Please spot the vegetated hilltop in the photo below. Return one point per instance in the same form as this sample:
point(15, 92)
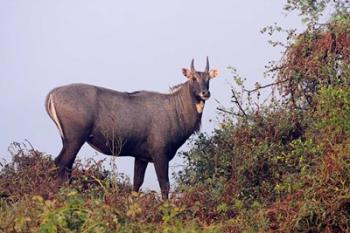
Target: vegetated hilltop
point(282, 166)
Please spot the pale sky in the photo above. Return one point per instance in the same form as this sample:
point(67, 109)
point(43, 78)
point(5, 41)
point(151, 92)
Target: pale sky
point(126, 46)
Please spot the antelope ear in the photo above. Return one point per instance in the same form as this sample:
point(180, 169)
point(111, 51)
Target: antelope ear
point(213, 73)
point(187, 73)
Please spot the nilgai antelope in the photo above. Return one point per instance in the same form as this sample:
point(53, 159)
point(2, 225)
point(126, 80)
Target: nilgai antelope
point(149, 126)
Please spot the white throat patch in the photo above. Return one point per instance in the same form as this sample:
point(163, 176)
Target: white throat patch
point(200, 106)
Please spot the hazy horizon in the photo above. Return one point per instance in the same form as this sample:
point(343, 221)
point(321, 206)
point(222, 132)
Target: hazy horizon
point(125, 46)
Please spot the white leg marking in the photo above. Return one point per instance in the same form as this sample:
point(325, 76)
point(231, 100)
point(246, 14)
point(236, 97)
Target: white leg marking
point(53, 114)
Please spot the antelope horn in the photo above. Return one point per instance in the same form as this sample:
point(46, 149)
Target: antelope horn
point(207, 66)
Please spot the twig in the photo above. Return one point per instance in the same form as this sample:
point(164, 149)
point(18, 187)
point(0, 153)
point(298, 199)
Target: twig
point(265, 86)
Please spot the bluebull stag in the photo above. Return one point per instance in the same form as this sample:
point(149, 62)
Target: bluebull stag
point(149, 126)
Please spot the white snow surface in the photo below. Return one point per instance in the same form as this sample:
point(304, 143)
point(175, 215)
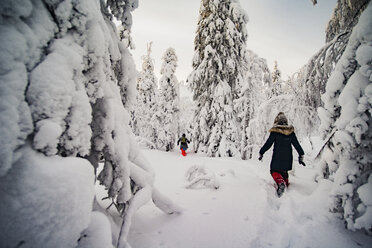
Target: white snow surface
point(243, 212)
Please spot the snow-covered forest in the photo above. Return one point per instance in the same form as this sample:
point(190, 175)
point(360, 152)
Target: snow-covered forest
point(89, 151)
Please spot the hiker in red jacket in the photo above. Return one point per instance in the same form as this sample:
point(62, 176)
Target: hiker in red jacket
point(184, 141)
point(283, 137)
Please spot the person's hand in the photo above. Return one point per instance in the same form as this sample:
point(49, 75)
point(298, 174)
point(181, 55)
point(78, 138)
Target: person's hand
point(301, 160)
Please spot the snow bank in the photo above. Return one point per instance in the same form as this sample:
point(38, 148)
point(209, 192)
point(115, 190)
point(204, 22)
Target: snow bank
point(98, 233)
point(45, 201)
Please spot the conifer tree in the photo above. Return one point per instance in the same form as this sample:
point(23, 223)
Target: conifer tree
point(217, 65)
point(146, 99)
point(252, 91)
point(277, 82)
point(167, 116)
point(346, 125)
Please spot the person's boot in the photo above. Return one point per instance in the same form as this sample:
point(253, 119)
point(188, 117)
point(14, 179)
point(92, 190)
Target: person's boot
point(280, 190)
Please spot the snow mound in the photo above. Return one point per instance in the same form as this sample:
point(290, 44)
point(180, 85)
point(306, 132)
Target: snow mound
point(199, 176)
point(98, 233)
point(45, 201)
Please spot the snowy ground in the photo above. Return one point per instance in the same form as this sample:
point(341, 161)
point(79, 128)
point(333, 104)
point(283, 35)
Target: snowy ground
point(243, 212)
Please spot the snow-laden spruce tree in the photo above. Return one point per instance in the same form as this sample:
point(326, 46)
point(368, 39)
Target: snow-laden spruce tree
point(166, 118)
point(64, 77)
point(277, 82)
point(346, 124)
point(252, 90)
point(219, 51)
point(146, 105)
point(319, 68)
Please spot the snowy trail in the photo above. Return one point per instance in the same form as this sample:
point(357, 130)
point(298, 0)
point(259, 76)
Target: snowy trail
point(243, 212)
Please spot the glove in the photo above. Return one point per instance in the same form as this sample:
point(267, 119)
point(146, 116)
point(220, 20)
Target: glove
point(301, 160)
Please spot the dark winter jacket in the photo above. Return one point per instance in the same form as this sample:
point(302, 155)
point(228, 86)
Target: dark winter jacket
point(184, 141)
point(283, 137)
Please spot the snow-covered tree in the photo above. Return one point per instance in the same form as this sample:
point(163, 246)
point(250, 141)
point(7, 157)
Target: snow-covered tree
point(277, 82)
point(167, 115)
point(146, 100)
point(64, 77)
point(346, 124)
point(321, 65)
point(252, 90)
point(217, 65)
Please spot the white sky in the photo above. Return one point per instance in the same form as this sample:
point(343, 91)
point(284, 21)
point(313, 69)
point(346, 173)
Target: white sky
point(289, 31)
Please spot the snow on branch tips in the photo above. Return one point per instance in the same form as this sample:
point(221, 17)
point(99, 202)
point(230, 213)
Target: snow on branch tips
point(66, 83)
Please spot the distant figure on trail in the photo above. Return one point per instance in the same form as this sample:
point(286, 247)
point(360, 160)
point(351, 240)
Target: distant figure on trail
point(184, 141)
point(283, 137)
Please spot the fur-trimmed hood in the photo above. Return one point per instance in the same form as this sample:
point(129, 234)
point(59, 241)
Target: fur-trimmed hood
point(283, 129)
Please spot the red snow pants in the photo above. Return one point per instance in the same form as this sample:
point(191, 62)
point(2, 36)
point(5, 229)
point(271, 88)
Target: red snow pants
point(280, 177)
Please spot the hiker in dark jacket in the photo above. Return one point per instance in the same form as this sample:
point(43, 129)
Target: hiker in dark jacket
point(184, 141)
point(283, 137)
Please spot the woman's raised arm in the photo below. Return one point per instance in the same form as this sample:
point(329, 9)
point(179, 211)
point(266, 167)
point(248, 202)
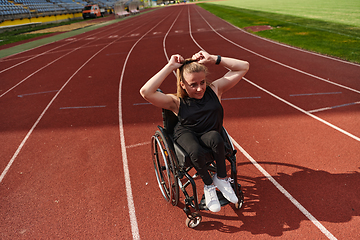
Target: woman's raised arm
point(238, 68)
point(149, 93)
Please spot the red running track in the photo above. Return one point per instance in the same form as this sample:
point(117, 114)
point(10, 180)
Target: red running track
point(75, 136)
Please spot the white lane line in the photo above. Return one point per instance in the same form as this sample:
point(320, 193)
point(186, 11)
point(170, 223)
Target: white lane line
point(288, 103)
point(305, 112)
point(37, 93)
point(279, 63)
point(130, 199)
point(282, 190)
point(138, 145)
point(35, 56)
point(286, 193)
point(314, 94)
point(32, 74)
point(240, 98)
point(83, 107)
point(333, 107)
point(3, 174)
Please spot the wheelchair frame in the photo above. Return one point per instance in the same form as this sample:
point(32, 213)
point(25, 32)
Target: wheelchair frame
point(172, 163)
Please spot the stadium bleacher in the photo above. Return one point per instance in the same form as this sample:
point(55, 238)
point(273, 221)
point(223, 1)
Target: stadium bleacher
point(21, 9)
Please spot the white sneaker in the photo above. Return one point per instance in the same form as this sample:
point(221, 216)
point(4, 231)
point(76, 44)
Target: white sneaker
point(211, 199)
point(225, 188)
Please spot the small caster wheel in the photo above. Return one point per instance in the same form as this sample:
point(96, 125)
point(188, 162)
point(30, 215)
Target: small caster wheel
point(193, 221)
point(239, 204)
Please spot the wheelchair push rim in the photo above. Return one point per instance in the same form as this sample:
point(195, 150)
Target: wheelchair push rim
point(165, 169)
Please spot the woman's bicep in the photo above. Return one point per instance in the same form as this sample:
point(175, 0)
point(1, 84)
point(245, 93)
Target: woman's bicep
point(161, 100)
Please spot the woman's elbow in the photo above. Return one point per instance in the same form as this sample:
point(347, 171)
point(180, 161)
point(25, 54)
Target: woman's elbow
point(246, 66)
point(143, 92)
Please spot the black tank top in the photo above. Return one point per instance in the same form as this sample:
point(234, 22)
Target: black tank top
point(199, 115)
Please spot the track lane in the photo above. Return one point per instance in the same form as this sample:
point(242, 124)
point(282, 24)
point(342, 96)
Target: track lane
point(227, 216)
point(352, 149)
point(257, 119)
point(87, 161)
point(282, 85)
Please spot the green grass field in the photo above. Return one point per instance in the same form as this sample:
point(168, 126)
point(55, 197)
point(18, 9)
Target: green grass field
point(301, 23)
point(337, 11)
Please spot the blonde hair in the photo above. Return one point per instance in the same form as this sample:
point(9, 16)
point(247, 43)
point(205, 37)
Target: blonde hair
point(189, 66)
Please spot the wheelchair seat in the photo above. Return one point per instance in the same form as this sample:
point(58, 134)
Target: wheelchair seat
point(172, 163)
point(170, 120)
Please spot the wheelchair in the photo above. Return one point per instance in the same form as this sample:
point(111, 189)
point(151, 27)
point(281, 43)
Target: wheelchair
point(172, 164)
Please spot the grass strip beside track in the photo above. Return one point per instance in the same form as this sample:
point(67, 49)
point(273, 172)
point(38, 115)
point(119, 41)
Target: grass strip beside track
point(329, 38)
point(33, 44)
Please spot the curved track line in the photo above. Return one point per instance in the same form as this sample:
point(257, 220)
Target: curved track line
point(41, 116)
point(279, 63)
point(10, 89)
point(130, 200)
point(3, 174)
point(15, 65)
point(277, 97)
point(286, 193)
point(305, 112)
point(281, 188)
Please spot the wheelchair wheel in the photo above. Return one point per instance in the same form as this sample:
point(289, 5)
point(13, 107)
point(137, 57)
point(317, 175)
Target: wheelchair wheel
point(164, 163)
point(194, 220)
point(240, 203)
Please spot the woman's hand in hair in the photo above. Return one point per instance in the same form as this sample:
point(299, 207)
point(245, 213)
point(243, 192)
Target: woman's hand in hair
point(176, 61)
point(204, 57)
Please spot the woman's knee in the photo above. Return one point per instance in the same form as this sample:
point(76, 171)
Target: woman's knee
point(213, 139)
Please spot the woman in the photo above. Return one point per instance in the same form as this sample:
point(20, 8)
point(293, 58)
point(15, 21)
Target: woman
point(197, 105)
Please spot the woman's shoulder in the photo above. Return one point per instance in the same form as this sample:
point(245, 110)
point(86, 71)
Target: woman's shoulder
point(176, 103)
point(213, 90)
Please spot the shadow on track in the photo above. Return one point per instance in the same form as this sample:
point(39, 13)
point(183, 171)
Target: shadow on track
point(328, 197)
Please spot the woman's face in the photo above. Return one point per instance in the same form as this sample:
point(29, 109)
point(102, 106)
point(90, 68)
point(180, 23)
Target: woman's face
point(194, 84)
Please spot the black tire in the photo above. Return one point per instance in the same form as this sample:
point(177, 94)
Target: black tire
point(194, 221)
point(164, 164)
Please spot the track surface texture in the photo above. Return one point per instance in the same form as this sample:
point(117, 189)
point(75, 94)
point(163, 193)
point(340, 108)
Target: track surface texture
point(75, 136)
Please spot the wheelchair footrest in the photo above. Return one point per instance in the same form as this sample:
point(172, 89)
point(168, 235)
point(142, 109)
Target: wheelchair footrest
point(223, 201)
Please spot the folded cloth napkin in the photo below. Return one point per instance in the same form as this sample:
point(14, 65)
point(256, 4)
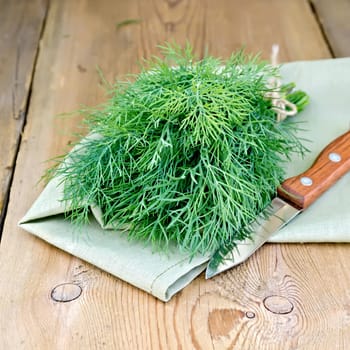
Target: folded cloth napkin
point(328, 220)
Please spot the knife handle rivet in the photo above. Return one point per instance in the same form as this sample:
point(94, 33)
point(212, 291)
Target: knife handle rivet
point(334, 157)
point(306, 181)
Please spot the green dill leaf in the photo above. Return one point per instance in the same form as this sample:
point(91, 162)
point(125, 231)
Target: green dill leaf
point(188, 151)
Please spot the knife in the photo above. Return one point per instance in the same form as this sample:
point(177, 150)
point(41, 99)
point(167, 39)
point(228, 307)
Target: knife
point(293, 196)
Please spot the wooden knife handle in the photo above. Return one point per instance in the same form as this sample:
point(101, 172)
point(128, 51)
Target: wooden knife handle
point(332, 163)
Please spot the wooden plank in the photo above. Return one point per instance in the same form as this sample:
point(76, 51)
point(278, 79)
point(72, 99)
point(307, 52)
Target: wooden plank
point(334, 18)
point(286, 296)
point(20, 27)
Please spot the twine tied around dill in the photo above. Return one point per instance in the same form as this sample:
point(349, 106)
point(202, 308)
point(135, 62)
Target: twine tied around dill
point(281, 106)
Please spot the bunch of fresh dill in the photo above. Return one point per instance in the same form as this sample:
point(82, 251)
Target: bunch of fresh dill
point(188, 151)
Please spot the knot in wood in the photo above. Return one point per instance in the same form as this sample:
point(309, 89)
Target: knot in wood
point(278, 305)
point(65, 292)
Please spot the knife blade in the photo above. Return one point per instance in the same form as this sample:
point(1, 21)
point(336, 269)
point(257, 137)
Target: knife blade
point(293, 196)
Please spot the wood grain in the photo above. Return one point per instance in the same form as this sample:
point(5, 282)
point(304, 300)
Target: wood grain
point(325, 171)
point(20, 27)
point(334, 19)
point(285, 297)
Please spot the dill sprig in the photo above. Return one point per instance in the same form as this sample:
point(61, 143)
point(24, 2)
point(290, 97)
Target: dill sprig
point(187, 151)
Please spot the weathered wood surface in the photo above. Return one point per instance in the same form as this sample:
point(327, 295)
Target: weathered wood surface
point(334, 19)
point(285, 297)
point(20, 27)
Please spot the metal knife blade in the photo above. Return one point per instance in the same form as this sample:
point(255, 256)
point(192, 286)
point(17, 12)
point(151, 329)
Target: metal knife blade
point(294, 195)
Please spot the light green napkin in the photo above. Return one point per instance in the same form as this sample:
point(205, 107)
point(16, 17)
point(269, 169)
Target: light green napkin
point(328, 220)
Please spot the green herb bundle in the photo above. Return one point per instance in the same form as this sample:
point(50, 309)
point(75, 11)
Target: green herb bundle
point(188, 151)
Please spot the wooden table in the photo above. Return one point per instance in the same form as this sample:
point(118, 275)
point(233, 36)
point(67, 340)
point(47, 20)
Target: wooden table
point(285, 297)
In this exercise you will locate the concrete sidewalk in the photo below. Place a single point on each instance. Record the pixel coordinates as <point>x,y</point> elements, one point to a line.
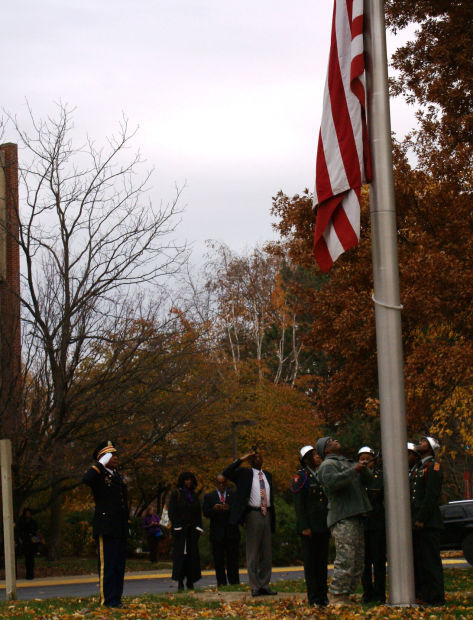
<point>166,574</point>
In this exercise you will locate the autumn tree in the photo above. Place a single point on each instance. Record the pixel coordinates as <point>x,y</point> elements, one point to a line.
<point>91,244</point>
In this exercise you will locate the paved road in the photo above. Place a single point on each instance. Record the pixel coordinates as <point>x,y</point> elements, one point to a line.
<point>149,582</point>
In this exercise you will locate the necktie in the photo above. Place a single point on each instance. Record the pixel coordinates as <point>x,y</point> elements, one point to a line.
<point>264,499</point>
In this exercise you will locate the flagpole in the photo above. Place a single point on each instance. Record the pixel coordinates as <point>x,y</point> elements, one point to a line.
<point>388,314</point>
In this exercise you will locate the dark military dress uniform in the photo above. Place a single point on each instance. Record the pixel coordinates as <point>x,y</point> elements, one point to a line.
<point>426,487</point>
<point>374,573</point>
<point>110,527</point>
<point>311,512</point>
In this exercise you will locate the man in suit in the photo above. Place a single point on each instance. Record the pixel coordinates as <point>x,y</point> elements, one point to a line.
<point>311,512</point>
<point>254,506</point>
<point>426,488</point>
<point>110,523</point>
<point>224,537</point>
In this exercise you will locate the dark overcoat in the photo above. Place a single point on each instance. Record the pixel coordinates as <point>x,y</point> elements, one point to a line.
<point>220,528</point>
<point>111,502</point>
<point>185,517</point>
<point>310,502</point>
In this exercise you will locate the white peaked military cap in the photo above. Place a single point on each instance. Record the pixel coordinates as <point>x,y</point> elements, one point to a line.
<point>305,450</point>
<point>434,444</point>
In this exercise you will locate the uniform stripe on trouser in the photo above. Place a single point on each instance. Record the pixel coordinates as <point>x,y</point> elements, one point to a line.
<point>101,569</point>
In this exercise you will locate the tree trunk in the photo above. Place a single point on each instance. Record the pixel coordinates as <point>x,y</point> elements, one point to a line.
<point>55,538</point>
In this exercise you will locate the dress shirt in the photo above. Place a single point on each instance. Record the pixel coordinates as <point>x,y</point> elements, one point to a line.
<point>255,496</point>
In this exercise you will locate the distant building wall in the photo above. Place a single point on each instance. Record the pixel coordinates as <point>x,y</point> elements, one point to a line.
<point>10,335</point>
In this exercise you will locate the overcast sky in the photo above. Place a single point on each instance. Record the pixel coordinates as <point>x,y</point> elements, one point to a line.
<point>227,94</point>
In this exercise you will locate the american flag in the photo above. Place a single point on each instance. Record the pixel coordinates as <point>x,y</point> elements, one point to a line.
<point>343,163</point>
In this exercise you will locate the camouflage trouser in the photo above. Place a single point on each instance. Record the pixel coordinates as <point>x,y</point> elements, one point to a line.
<point>348,535</point>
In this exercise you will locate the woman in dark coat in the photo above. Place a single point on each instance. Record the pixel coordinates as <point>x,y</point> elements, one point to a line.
<point>186,527</point>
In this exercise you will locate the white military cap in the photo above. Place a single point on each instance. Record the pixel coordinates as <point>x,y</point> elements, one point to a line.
<point>366,449</point>
<point>434,444</point>
<point>305,450</point>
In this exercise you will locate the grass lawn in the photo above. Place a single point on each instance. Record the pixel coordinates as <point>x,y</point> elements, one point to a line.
<point>459,584</point>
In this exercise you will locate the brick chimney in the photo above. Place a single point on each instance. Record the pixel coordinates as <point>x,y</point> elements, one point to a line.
<point>10,335</point>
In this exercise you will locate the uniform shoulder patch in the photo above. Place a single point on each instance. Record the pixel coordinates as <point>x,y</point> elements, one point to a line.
<point>298,482</point>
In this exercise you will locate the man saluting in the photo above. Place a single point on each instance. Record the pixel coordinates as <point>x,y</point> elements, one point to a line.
<point>110,523</point>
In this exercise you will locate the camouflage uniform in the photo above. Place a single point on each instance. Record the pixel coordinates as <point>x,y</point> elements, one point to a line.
<point>348,535</point>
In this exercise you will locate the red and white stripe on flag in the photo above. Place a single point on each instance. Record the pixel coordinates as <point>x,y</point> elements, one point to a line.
<point>343,163</point>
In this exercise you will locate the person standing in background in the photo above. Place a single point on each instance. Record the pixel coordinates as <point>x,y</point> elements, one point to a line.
<point>110,523</point>
<point>374,572</point>
<point>186,527</point>
<point>254,506</point>
<point>344,481</point>
<point>311,513</point>
<point>224,536</point>
<point>426,488</point>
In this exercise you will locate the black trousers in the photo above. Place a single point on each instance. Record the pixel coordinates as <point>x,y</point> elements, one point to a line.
<point>374,573</point>
<point>226,553</point>
<point>111,564</point>
<point>428,571</point>
<point>29,549</point>
<point>315,558</point>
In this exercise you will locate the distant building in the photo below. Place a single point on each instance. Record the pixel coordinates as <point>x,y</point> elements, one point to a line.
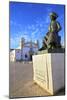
<point>25,51</point>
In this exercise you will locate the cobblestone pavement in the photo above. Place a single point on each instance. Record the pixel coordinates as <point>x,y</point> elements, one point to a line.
<point>21,81</point>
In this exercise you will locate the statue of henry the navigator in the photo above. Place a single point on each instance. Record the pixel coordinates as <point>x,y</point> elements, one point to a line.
<point>52,39</point>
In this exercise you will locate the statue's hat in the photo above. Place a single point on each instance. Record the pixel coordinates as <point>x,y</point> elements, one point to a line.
<point>53,14</point>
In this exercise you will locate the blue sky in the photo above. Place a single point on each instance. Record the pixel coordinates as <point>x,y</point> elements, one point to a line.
<point>31,21</point>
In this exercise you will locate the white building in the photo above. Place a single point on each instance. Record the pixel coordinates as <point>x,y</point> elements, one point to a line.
<point>24,52</point>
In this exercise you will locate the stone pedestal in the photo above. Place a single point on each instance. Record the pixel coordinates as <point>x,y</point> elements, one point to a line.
<point>48,71</point>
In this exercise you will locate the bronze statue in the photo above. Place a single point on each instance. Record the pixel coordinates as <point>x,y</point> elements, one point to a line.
<point>52,39</point>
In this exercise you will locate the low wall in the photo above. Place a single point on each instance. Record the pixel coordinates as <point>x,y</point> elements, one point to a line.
<point>49,71</point>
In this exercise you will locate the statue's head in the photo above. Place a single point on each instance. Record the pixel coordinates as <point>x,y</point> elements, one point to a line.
<point>53,16</point>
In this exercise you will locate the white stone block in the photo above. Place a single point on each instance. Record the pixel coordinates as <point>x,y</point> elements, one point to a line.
<point>49,71</point>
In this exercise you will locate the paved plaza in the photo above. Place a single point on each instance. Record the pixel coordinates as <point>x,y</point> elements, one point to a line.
<point>21,81</point>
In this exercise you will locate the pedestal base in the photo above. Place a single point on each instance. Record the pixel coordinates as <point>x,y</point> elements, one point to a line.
<point>49,71</point>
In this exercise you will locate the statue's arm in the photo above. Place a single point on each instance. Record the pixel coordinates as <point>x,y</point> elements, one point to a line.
<point>59,26</point>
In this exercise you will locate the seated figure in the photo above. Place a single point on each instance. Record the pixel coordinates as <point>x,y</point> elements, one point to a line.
<point>52,39</point>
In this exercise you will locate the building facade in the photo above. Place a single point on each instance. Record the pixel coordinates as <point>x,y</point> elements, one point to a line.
<point>24,52</point>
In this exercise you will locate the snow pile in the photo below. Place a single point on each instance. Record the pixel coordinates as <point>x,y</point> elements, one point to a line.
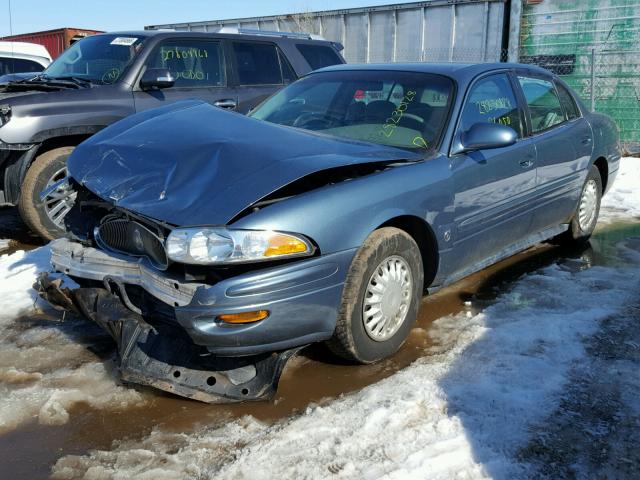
<point>623,200</point>
<point>45,369</point>
<point>464,413</point>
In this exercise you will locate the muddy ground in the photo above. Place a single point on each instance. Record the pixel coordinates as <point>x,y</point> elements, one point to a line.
<point>574,439</point>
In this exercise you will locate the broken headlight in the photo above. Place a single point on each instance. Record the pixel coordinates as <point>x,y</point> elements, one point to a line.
<point>206,246</point>
<point>5,114</point>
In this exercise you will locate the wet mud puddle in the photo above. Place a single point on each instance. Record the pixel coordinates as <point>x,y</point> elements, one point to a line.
<point>312,377</point>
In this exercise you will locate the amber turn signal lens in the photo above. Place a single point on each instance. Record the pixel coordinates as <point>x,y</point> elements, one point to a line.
<point>284,245</point>
<point>244,317</point>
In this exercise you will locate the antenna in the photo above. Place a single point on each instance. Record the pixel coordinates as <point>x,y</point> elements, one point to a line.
<point>13,56</point>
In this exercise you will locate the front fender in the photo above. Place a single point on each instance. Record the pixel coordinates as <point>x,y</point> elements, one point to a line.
<point>340,217</point>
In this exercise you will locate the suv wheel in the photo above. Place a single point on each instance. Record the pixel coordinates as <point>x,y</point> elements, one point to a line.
<point>380,299</point>
<point>46,216</point>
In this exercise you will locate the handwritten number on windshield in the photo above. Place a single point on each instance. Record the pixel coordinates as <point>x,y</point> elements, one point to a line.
<point>391,123</point>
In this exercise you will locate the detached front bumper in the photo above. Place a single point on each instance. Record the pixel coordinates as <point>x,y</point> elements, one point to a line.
<point>302,297</point>
<point>190,352</point>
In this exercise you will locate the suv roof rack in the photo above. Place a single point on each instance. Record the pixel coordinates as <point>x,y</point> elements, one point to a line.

┄┄┄┄┄┄┄┄┄┄┄┄┄┄┄┄┄┄┄┄

### INSTRUCTIONS FOR THE TASK
Please rewrite the entries as a JSON list of strings with one string per line, starting with the first line of the entries and going on through the line with "point(53, 114)". Leave out blank lines and the pictures.

### TASK SOLUTION
[
  "Please spot the vegetated hilltop in the photo below. Return one point per instance in the same form as this sample:",
  "point(15, 92)",
  "Target: vegetated hilltop",
  "point(282, 166)",
  "Please spot the pale sky in the photo above. Return one point per instance in the same form as this sample:",
  "point(67, 109)",
  "point(43, 78)",
  "point(5, 41)",
  "point(151, 92)",
  "Target: pale sky",
  "point(126, 46)",
  "Please spot the antelope ear in the photo above. Return one point per instance in the same form as this sample:",
  "point(180, 169)",
  "point(111, 51)",
  "Target: antelope ear",
  "point(213, 73)",
  "point(187, 73)",
  "Please spot the nilgai antelope in the photo above. Return one point per instance in the same form as this sample:",
  "point(53, 159)",
  "point(2, 225)",
  "point(126, 80)",
  "Target: nilgai antelope",
  "point(149, 126)",
  "Please spot the white throat patch in the photo above. Return one point per instance in the same form as this sample:",
  "point(163, 176)",
  "Target: white throat patch",
  "point(200, 106)",
  "Please spot the hazy horizon in the photo above. Return one point per instance in the same form as this sample:",
  "point(343, 221)",
  "point(321, 206)",
  "point(222, 132)",
  "Target: hazy horizon",
  "point(125, 46)",
  "Please spot the white leg marking in the photo above. Return one point per instance in the same form as this sample:",
  "point(325, 76)",
  "point(231, 100)",
  "point(246, 14)",
  "point(236, 97)",
  "Target: white leg marking",
  "point(53, 114)"
]